*Work task A*. Transcribe the Egyptian vulture article word for word, starting with "In Fuerteventura and" and going on through "the Spanish Archipelago.".
*Work task B*. What counts of power poles does the Egyptian vulture article give, and what does each count refer to?
*Work task C*. Take the Egyptian vulture article further from its final sentence.

Segment Start: Supplied passage

In Fuerteventura and Lanzarote (Canary Islands) there are 90 poles of power lines already secured for the Egyptian vulture

E-Distribución power lines are being modified to avoid the risk of electrocution for the “Guirre canario”, the subspecies of Egyptian vulture that lives in the two islands of the Spanish Archipelago.

Ongoing interventions on the Island of Lanzarote

Of the 90 power poles subject to the isolation interventions, 22 are located in Lanzarote while 68 are located in Fuerteventura, the island that hosts the most important fraction of the Canarian Egyptian vulture population.

The modification of the poles made by E-Distribución Redes Digitales (formerly Endesa Distribución Eléctrica) is an extremely important measure for the preservation of the Egyptian vulture because electrocution is one of the main non-natural mortality factors for the species in the Canary Islands. Here, in fact, the pylons are used not only as perches but also as real “dormitories”: on some of them, in fact, several tens of Egyptian vultures can gather to spend the night.

Despite the fact that many pylons have already been modified in recent years, the risk of electrocution occurring remains high also because the Egyptian vulture population is increasing and expanding into new areas.

Segment End: Supplied passage
Segment Start: Extracted material

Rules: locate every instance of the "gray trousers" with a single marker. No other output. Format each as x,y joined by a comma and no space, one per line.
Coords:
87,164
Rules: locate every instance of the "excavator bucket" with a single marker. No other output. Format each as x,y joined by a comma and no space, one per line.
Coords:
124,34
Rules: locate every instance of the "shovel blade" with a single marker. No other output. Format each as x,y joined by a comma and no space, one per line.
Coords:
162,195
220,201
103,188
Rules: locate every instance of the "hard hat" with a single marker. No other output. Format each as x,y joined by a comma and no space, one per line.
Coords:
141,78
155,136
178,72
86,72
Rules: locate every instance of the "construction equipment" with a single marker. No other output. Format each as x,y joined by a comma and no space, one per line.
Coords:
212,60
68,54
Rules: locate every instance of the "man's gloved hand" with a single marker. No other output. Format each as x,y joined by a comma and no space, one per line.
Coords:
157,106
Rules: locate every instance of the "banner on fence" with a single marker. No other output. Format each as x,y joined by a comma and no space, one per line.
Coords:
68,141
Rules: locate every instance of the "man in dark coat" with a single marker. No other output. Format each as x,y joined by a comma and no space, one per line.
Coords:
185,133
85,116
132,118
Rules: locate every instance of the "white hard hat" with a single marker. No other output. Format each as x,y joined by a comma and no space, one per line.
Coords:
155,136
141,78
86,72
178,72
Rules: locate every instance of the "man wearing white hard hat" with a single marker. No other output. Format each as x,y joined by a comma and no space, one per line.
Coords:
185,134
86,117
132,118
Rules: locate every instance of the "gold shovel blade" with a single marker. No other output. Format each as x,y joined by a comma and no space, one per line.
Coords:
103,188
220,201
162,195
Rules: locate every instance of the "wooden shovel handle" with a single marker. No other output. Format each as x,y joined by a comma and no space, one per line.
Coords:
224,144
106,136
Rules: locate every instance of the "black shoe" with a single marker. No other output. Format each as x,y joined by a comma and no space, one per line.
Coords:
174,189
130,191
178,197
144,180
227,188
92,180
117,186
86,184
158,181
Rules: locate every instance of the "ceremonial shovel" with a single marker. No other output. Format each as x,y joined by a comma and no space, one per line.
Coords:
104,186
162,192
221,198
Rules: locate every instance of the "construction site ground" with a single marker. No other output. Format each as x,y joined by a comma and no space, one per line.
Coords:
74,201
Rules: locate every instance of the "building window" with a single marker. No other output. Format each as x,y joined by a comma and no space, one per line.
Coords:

Segment End: Extracted material

*Reply A*.
In Fuerteventura and Lanzarote (Canary Islands) there are 90 poles of power lines already secured for the Egyptian vulture

E-Distribución power lines are being modified to avoid the risk of electrocution for the “Guirre canario”, the subspecies of Egyptian vulture that lives in the two islands of the Spanish Archipelago.

*Reply B*. 90 poles in total, 22 in Lanzarote, and 68 in Fuerteventura.

*Reply C*.
Pylons with insulated supports

The identification of the pylons most at risk, in which structural changes are a priority for the “guirre”, was carried out thanks to the information collected as part of the constant monitoring of the population which is carried out by the Estación Biologica de Doñana (CSIC) on assignment of the Gobierno de Canarias.

Pylons with insulated supports

E-Distribución’s contribution to the protection of the “Guirre Canario” is not limited to the activities carried out within the LIFE Egyptian vulture project: in fact, thanks to the collaboration established between the company and the Gobierno de Canarias by virtue of a specific agreement, changes are being made to other power poles located in strategic areas for the species. Between 2018 and 2019, 38 pylons were isolated, making them safe for the Egyptian vulture and many other threatened bird species.